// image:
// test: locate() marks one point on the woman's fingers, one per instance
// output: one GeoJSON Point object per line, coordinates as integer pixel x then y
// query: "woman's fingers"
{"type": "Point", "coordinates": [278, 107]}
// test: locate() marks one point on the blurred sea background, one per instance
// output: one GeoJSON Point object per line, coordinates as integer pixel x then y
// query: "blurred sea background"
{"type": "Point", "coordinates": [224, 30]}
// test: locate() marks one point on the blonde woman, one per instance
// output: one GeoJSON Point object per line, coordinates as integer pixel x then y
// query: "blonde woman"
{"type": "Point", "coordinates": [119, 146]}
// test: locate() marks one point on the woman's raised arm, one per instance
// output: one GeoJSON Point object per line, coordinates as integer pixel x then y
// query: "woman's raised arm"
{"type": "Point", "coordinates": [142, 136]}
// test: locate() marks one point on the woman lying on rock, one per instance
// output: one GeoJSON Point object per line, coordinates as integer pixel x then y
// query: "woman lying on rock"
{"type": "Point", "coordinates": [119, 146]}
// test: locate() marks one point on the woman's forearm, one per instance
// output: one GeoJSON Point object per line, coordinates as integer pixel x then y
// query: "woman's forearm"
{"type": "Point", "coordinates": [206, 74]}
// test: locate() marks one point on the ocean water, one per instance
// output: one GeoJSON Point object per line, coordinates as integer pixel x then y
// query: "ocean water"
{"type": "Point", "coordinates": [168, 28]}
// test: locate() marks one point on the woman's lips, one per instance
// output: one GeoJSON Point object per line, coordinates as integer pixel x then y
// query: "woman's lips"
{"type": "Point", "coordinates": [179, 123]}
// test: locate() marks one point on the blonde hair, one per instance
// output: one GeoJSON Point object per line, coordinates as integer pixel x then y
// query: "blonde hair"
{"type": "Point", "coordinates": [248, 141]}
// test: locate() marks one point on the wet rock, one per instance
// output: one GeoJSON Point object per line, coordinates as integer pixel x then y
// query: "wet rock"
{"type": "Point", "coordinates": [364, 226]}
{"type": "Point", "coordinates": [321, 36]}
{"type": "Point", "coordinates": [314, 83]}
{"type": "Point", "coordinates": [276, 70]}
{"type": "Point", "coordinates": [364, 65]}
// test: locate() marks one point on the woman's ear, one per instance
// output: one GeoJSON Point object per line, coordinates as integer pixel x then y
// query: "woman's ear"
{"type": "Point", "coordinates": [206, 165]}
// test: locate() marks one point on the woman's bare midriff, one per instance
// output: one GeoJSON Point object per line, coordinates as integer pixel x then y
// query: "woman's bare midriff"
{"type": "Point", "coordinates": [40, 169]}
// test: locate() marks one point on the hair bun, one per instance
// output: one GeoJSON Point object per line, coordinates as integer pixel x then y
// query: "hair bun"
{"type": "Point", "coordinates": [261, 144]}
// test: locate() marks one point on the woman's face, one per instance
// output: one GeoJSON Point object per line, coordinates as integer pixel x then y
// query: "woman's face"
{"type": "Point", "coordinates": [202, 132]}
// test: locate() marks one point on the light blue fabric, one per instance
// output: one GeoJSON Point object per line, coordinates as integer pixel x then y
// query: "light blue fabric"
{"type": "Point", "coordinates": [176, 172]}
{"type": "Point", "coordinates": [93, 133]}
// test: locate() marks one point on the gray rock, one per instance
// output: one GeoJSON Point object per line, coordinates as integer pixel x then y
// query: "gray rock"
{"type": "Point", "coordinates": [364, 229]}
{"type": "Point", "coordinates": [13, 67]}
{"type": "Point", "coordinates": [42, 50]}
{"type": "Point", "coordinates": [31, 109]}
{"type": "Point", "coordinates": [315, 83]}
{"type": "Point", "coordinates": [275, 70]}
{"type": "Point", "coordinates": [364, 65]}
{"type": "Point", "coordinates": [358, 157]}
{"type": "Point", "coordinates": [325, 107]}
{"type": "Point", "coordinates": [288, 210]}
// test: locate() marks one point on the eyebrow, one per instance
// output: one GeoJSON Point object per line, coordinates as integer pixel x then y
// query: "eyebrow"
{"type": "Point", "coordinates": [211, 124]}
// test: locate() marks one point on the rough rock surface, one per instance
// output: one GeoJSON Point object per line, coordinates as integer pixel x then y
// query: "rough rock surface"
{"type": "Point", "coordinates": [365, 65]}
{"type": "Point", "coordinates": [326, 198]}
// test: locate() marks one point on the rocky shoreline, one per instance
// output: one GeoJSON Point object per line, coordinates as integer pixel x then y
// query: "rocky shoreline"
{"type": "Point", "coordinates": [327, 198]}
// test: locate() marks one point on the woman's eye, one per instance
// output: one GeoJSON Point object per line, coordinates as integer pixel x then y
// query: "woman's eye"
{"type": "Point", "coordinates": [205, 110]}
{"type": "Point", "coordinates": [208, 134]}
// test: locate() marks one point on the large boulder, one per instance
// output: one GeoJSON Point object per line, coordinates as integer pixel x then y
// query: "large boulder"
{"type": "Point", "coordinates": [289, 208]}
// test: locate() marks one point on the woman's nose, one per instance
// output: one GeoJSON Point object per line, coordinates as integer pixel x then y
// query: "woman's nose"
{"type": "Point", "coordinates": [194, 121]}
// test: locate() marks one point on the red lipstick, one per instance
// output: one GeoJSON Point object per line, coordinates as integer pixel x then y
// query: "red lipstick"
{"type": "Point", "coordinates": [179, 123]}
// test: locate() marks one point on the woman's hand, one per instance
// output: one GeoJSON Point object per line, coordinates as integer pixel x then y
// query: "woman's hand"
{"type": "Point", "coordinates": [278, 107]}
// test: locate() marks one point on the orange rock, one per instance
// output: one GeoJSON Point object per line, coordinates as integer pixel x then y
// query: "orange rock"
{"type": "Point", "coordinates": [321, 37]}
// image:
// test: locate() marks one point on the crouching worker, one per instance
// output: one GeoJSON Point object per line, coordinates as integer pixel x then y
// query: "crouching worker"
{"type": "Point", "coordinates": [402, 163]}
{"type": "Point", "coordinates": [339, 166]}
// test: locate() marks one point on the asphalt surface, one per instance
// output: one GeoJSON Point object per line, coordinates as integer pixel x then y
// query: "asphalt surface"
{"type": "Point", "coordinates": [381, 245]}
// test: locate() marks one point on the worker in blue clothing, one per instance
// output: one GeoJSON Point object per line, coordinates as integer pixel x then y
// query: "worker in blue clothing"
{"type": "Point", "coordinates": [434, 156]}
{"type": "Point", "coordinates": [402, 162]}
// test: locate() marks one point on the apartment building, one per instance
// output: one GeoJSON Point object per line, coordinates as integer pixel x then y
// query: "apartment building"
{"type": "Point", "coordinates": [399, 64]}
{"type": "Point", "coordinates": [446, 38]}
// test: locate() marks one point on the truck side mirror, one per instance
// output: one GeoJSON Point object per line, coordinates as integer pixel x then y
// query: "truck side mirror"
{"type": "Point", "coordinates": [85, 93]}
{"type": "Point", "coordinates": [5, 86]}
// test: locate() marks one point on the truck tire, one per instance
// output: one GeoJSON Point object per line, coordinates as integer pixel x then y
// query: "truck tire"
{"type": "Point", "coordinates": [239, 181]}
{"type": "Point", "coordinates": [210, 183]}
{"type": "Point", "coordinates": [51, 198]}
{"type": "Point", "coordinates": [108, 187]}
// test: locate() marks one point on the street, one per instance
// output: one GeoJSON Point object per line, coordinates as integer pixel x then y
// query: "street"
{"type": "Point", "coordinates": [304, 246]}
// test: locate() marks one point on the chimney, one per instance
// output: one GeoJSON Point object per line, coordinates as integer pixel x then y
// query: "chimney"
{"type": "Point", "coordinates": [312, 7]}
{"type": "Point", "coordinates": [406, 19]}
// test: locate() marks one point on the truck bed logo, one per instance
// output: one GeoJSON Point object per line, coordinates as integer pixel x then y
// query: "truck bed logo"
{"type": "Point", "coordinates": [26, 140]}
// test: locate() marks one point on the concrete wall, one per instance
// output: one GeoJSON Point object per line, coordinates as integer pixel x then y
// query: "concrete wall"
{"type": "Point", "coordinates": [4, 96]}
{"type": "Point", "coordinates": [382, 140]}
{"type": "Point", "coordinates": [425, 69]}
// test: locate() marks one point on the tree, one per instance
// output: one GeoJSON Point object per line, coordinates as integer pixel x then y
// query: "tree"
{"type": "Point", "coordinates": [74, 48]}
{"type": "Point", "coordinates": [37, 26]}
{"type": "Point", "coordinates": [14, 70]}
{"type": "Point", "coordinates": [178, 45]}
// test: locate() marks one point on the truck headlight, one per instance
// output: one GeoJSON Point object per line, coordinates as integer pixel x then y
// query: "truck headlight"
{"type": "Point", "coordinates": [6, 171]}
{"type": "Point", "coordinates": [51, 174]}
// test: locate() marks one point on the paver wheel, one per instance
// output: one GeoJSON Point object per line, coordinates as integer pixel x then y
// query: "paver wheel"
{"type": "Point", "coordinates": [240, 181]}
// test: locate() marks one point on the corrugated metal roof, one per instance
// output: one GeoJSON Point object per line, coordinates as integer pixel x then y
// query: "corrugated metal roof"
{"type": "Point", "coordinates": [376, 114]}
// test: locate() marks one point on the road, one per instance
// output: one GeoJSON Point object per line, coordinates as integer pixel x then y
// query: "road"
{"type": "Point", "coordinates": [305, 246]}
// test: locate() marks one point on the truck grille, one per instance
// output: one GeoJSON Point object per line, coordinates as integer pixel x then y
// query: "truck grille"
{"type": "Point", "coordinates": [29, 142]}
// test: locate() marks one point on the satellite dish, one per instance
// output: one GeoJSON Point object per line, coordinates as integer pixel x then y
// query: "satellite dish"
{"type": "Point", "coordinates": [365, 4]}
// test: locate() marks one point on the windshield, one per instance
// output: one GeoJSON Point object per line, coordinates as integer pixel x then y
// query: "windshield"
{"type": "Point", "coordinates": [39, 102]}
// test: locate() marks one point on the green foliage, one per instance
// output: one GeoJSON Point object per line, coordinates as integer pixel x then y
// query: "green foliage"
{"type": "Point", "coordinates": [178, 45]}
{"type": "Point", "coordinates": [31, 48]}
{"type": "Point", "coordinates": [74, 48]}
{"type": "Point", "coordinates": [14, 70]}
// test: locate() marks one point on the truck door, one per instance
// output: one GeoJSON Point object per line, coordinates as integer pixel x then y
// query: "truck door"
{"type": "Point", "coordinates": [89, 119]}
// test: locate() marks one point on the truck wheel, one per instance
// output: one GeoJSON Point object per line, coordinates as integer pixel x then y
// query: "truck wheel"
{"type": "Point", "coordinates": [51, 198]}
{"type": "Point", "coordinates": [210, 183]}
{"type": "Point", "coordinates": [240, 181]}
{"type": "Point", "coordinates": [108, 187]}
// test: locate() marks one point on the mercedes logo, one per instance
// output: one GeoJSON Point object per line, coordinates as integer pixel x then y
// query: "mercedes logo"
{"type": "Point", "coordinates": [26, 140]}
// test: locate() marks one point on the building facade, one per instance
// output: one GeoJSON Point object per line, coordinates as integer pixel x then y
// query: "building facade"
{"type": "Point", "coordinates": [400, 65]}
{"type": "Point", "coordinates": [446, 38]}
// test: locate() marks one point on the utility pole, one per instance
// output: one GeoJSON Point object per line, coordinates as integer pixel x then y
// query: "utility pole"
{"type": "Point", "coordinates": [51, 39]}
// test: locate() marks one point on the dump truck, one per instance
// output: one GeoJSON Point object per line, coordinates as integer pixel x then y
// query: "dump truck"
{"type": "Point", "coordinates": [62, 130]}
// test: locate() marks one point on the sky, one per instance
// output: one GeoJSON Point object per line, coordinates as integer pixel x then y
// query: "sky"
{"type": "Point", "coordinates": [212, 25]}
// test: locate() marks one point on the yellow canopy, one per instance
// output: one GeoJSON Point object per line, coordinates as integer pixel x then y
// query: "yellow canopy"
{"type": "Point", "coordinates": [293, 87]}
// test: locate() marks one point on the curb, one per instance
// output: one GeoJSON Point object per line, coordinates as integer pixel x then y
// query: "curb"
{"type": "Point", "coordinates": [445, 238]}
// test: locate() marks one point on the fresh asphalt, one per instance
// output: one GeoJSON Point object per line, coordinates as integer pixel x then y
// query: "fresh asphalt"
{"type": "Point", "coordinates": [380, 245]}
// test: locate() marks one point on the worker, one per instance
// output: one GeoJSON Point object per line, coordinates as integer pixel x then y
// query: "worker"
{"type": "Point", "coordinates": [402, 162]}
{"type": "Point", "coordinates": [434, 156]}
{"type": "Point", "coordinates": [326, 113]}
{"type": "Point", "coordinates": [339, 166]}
* * *
Copy out the lines starting at the one containing "asphalt, one per instance" and ending with the last line of the entries. Include nothing else.

# [OUTPUT OF THE EXERCISE]
// test: locate() marks one point on the fresh asphalt, one per instance
// output: one GeoJSON Point object per line, coordinates as integer pixel x then y
// query: "fresh asphalt"
{"type": "Point", "coordinates": [380, 245]}
// test: locate() marks one point on the worker, one per instance
// output: one GeoJSON Point object per line, coordinates as integer pixel x then y
// query: "worker"
{"type": "Point", "coordinates": [402, 162]}
{"type": "Point", "coordinates": [434, 156]}
{"type": "Point", "coordinates": [326, 113]}
{"type": "Point", "coordinates": [339, 166]}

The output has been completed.